Published: July 5, 2019

The General Rata Protection Regulations signed into law by the European Union is celebrating its first birthday. According to the attendant analysis by CNET, the nascent regs have accomplished much in just 12 months.

As of its first anniversary (May 25), citizens, privacy groups and others filed nearly 150,000 complaints in the first year of the regs (complaints can be filed by anyone).

Companies reported nearly 90,000 data breaches, which they are obligated to report within 72 hours of their occurrence (contrast that with how long it takes US companies to report data breaches, if they do it at all).

Fines, however, have not been all that massive. If you recall, a GDPR fine can be up to 4% of annual company worldwide revenue, but fines to this point have not approached that paralyzing figure. In fact, the only truly large fine has been the hit that Google took for 50 million euros (sort of like one of us being fined 75 cents).

Other fines include a Portuguese hospital for 400,000 euros, a Polish data processor for 220,000 euros, and a German chat app aimed at children for 20,000 euros.

**TO DO**.
1. From the article on the GDPR's first year, extract the passage starting at "Fines, however, have" and ending at "fined 75 cents).".
2. According to the article on the GDPR's first year, how large was the fine imposed on Google?
3. Continue the article on the GDPR's first year from the point where it stops.

**DATASET EXTRACT**.
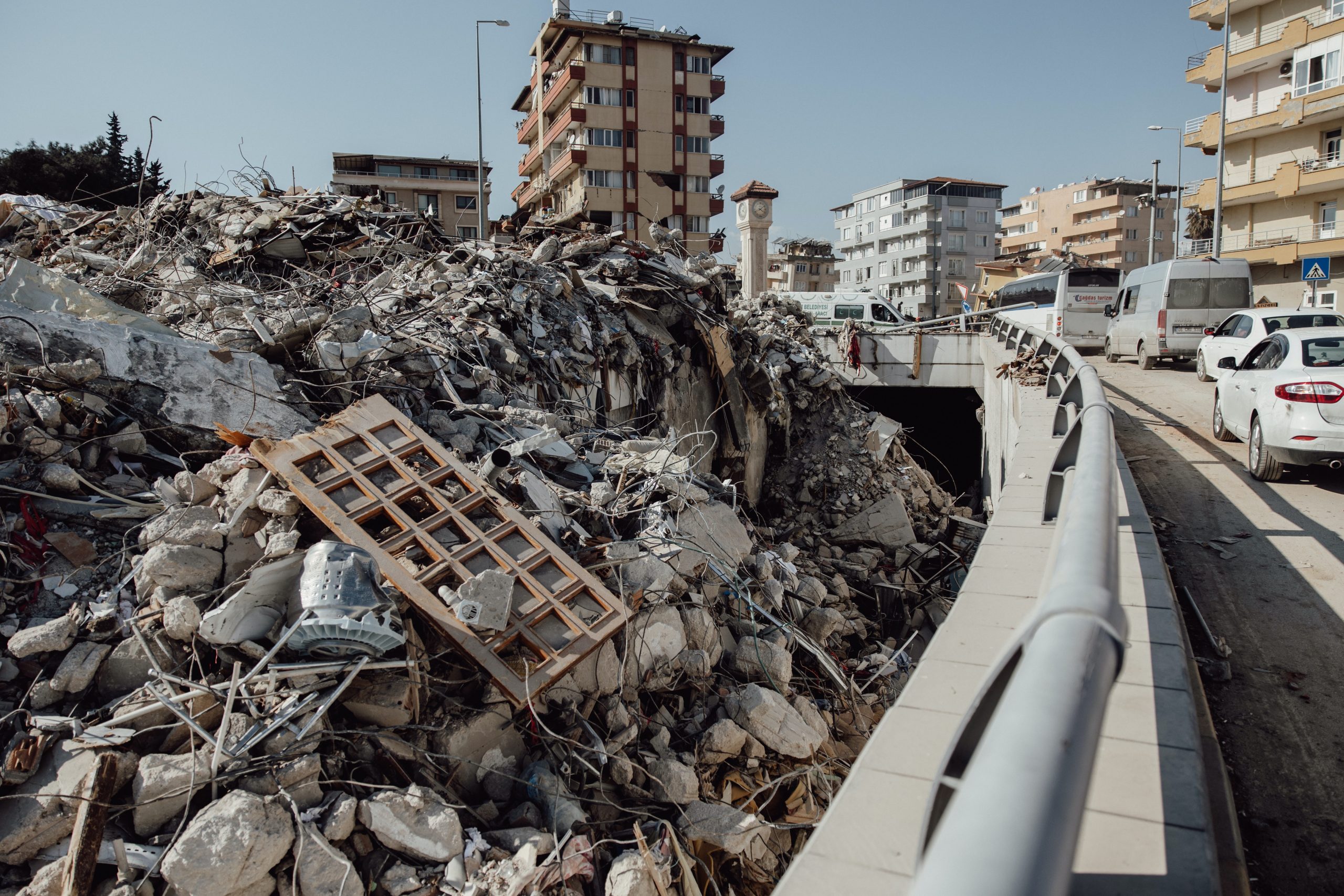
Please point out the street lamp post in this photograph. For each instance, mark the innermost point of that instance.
(480, 140)
(1180, 187)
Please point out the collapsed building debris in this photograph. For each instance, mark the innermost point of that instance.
(346, 556)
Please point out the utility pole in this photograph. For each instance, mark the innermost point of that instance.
(1152, 215)
(1222, 136)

**TASK ANSWERS**.
1.
Fines, however, have not been all that massive. If you recall, a GDPR fine can be up to 4% of annual company worldwide revenue, but fines to this point have not approached that paralyzing figure. In fact, the only truly large fine has been the hit that Google took for 50 million euros (sort of like one of us being fined 75 cents).

2. 50 million euros.

3.
But maybe the biggest fines are yet to come. All the big data players are under investigation or other threat by someone. Ireland, for instance, is investigating Google. And the new enforcement infrastructure needs to flesh itself out in methodology and personnel before it can establish go-to patterns of investigation and enforcement. That go-slow approach was delineated in statements by several EU officials.

As important as the actions of the regs are in the EU and any company that does business in the EU, the impact on both the conversation around privacy and the implementation of regs around the globe may be of equal or greater importance.

In the US, California has already passed data privacy regulations patterned after GDPR, and other states and Congress are looking at the topic. Every website now has to comply with GDPR.

Countries including Brazil, Japan, South Korea and India are looking into enacting similar laws.